§ Your goal
Reproduce the material exactly, omitting nothing.

§ Data for this exercise

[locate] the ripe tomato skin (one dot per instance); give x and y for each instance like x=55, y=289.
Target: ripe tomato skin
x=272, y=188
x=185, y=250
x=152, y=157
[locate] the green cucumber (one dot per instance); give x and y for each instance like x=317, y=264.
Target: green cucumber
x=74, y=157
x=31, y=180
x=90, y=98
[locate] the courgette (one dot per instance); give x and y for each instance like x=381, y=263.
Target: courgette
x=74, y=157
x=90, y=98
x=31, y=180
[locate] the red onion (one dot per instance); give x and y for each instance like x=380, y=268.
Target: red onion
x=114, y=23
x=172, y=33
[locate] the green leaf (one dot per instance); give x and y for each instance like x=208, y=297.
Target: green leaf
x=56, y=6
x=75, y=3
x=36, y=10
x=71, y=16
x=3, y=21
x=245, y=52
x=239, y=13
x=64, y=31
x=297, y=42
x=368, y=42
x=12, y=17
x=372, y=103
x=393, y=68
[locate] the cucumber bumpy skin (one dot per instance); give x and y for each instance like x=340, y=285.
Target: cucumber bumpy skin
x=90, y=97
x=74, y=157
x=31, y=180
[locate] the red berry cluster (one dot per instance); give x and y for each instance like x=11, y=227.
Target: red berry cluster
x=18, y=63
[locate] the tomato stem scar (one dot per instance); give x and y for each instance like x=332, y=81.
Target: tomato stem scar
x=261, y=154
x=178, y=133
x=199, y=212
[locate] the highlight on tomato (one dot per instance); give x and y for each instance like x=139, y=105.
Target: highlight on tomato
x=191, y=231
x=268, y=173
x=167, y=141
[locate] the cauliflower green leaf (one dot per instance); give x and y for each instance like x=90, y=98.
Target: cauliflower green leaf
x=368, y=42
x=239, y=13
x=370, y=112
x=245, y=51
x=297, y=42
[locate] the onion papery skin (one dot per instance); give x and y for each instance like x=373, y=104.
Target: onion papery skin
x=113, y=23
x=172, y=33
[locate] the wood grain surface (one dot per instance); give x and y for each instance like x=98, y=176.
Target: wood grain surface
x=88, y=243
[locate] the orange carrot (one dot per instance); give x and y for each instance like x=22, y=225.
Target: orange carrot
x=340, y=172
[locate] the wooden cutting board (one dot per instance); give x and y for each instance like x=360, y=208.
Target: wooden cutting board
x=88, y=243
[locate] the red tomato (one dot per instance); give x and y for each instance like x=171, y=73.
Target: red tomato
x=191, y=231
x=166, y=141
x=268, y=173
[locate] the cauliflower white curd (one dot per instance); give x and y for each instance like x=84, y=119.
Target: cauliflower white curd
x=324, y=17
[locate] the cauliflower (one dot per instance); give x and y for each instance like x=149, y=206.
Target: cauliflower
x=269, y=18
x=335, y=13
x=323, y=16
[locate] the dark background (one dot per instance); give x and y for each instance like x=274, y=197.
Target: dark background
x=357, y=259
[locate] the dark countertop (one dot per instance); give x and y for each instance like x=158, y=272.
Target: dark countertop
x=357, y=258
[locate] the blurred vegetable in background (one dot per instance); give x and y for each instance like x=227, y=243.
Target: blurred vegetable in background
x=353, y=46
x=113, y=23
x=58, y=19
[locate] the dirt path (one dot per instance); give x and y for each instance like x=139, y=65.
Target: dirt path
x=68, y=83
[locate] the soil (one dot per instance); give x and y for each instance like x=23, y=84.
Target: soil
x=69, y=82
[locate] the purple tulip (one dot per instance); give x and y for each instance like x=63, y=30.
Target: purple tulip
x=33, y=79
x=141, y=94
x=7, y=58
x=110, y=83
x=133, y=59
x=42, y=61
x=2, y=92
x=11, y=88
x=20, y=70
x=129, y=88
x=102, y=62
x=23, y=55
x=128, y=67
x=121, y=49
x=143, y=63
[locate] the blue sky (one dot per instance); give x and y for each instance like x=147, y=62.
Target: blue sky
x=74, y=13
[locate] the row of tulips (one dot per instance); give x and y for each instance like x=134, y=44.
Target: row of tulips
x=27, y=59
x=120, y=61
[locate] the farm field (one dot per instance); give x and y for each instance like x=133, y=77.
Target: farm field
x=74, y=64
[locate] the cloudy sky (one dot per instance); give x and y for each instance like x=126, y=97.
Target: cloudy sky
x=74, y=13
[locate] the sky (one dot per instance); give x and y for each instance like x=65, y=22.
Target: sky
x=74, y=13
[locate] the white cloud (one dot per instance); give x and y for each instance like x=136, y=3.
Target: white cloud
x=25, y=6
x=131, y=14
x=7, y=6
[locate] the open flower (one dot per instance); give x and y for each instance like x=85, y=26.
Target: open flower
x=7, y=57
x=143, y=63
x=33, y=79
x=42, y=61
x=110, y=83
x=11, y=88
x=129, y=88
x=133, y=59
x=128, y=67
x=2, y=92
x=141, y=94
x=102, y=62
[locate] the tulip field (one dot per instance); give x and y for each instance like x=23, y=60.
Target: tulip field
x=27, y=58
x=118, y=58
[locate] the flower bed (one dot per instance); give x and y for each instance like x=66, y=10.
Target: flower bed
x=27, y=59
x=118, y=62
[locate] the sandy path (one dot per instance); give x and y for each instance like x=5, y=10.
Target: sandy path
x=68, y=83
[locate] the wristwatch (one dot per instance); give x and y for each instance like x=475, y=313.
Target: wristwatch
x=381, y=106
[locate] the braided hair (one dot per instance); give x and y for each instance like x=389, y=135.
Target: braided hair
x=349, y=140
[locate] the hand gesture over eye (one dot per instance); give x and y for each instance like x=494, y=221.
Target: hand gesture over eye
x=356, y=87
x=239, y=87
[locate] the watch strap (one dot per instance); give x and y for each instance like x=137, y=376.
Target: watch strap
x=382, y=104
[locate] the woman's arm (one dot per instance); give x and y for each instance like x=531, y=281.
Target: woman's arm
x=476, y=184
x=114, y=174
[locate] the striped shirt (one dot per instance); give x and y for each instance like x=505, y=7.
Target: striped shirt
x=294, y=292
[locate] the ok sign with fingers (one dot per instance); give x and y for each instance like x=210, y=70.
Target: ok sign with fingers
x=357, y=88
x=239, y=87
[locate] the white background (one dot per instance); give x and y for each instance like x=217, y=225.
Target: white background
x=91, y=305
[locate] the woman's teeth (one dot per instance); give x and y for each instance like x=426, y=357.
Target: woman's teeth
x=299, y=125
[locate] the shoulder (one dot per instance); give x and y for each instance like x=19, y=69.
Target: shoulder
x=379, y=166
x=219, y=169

§ Complete answer
[locate] the ripe tomato skin (one dot per instance); give x and y for each instance like x=55, y=289.
Target: ripe tomato skin
x=272, y=188
x=185, y=250
x=152, y=157
[locate] the green cucumber (one dot per instance); give x and y for each instance like x=317, y=264.
Target: green cucumber
x=74, y=157
x=31, y=180
x=90, y=98
[locate] the courgette (one dot per instance); give x and y for each instance like x=381, y=263.
Target: courgette
x=74, y=157
x=90, y=98
x=31, y=180
[locate] the red onion (one dot per instance); give x and y for each instance like x=380, y=268.
Target: red onion
x=114, y=23
x=172, y=33
[locate] the green leaf (one dot per instance); give x and y for each instance like x=208, y=297.
Target: green leaf
x=56, y=6
x=75, y=3
x=36, y=10
x=71, y=16
x=3, y=21
x=245, y=52
x=239, y=13
x=64, y=31
x=297, y=42
x=368, y=42
x=12, y=17
x=372, y=103
x=393, y=68
[locate] the cucumber bumpy skin (one dot per instance); give x and y for each instance like x=340, y=285.
Target: cucumber bumpy skin
x=90, y=97
x=74, y=157
x=31, y=180
[locate] the red berry cluster (one dot per instance); give x and y for each instance like x=11, y=227.
Target: red berry cluster
x=18, y=63
[locate] the tomato stem scar (one dot per instance); give x and y for each instance like x=332, y=81.
Target: tomato stem scar
x=261, y=154
x=178, y=133
x=199, y=212
[locate] the highlight on tomato (one dot per instance); give x and y for each instance like x=139, y=105.
Target: highlight on tomato
x=191, y=231
x=268, y=173
x=167, y=141
[locate] the cauliflower green leaf (one dot per instance); give x and y for each instance like x=90, y=98.
Target: cauliflower green leaf
x=368, y=42
x=239, y=13
x=370, y=112
x=245, y=51
x=297, y=42
[locate] the onion papery skin (one dot per instance); give x and y for each instance like x=373, y=104.
Target: onion papery skin
x=113, y=23
x=172, y=33
[locate] the wood grain surface (one dot per instance); give x and y for each instance like x=98, y=176.
Target: wood grain surface
x=88, y=243
[locate] the orange carrot (one dot per instance); give x and y for each instance like x=22, y=225.
Target: orange carrot
x=340, y=172
[locate] the wooden cutting board (one dot per instance); give x and y for each instance like x=360, y=208.
Target: wooden cutting board
x=88, y=243
[locate] the red tomato (one dot per instance); give x and y for each instance like x=171, y=73.
Target: red tomato
x=191, y=231
x=166, y=141
x=268, y=173
[locate] the cauliflower white curd (one dot per instance); give x and y for each instance like x=84, y=119.
Target: cauliflower white curd
x=324, y=17
[locate] the cauliflower (one dot per instance); give x and y for each instance like x=149, y=206.
Target: cauliflower
x=269, y=18
x=335, y=13
x=323, y=16
[locate] the dark background (one dot per instance); give x and y for each instance like x=274, y=197.
Target: dark background
x=357, y=259
[locate] the dark countertop (one dot per instance); give x and y for each instance like x=158, y=272.
Target: dark countertop
x=357, y=258
[locate] the blurred vegetable in background (one dot per instance); give x and y for each instance like x=227, y=243.
Target: blurred vegetable in background
x=353, y=46
x=113, y=23
x=58, y=19
[locate] the dirt path (one dot per instance); give x and y for each instance like x=139, y=65.
Target: dirt path
x=68, y=83
[locate] the soil (one dot per instance); give x and y for each instance like x=23, y=84.
Target: soil
x=69, y=82
[locate] the purple tulip (one dot per instance); give x and y for each instance like x=63, y=30.
Target: purple tulip
x=33, y=79
x=141, y=94
x=7, y=58
x=110, y=83
x=133, y=59
x=42, y=61
x=2, y=92
x=11, y=88
x=20, y=70
x=129, y=88
x=102, y=62
x=23, y=55
x=128, y=67
x=121, y=49
x=143, y=63
[locate] the blue sky (one dot per instance); give x and y for each instance like x=147, y=62.
Target: blue sky
x=74, y=13
[locate] the row of tulips (one dot per instance); give x and y for each instance like x=134, y=44.
Target: row of tulips
x=27, y=59
x=120, y=61
[locate] the farm field (one dot per instance); give x and y for each instance like x=133, y=77.
Target: farm field
x=74, y=64
[locate] the cloudy sky (one dot per instance); give x and y for each instance like x=126, y=97.
Target: cloudy sky
x=74, y=13
[locate] the sky (one dot per instance); give x and y for each instance like x=65, y=22.
Target: sky
x=74, y=13
[locate] the white cloud (one dot per instance); give x and y for each instance like x=136, y=3.
Target: white cloud
x=25, y=6
x=131, y=14
x=7, y=6
[locate] the open flower (one dot per instance); give x and y for each instance like x=85, y=26.
Target: open flower
x=7, y=57
x=143, y=63
x=33, y=79
x=42, y=61
x=110, y=83
x=11, y=88
x=129, y=88
x=133, y=59
x=128, y=67
x=2, y=92
x=141, y=94
x=102, y=62
[locate] the tulip field (one dot per instance); give x and y for each instance like x=23, y=60.
Target: tulip field
x=27, y=58
x=118, y=58
[locate] the flower bed (one dot per instance); give x and y for each instance like x=66, y=10.
Target: flower bed
x=27, y=59
x=118, y=62
[locate] the sandy path (one dot per instance); give x and y for each instance like x=5, y=10.
Target: sandy path
x=68, y=83
[locate] the wristwatch (one dot per instance); give x and y for each instance like x=475, y=313.
Target: wristwatch
x=381, y=106
[locate] the braided hair (one dot per instance); give x and y for each instance like x=389, y=135.
Target: braided hair
x=349, y=140
[locate] the hand gesture over eye (one dot per instance); give x and y for each instance like x=494, y=221.
Target: hand gesture over eye
x=356, y=87
x=239, y=87
[locate] the watch strap (one dot per instance); give x and y for each instance like x=137, y=376.
Target: watch strap
x=382, y=104
[locate] the woman's arm (one dot per instance); give x and y for each instance like x=531, y=281.
Target: woman's arm
x=476, y=184
x=114, y=174
[locate] the striped shirt (one dot per instance); give x and y for each instance like x=505, y=7.
Target: striped shirt
x=294, y=292
[locate] the ok sign with fingers (one dot per instance); give x and y for each instance like x=210, y=70.
Target: ok sign with fingers
x=357, y=88
x=239, y=87
[locate] the white background (one dot per instance); give x and y for each instance like x=217, y=225.
Target: white background
x=91, y=305
[locate] the woman's teeth (one dot per instance); give x and y for each instance like x=426, y=357.
Target: woman's teeth
x=299, y=125
[locate] the shoulder (one dot per instance); give x and y for each instance like x=19, y=69.
Target: shoulder
x=379, y=166
x=219, y=169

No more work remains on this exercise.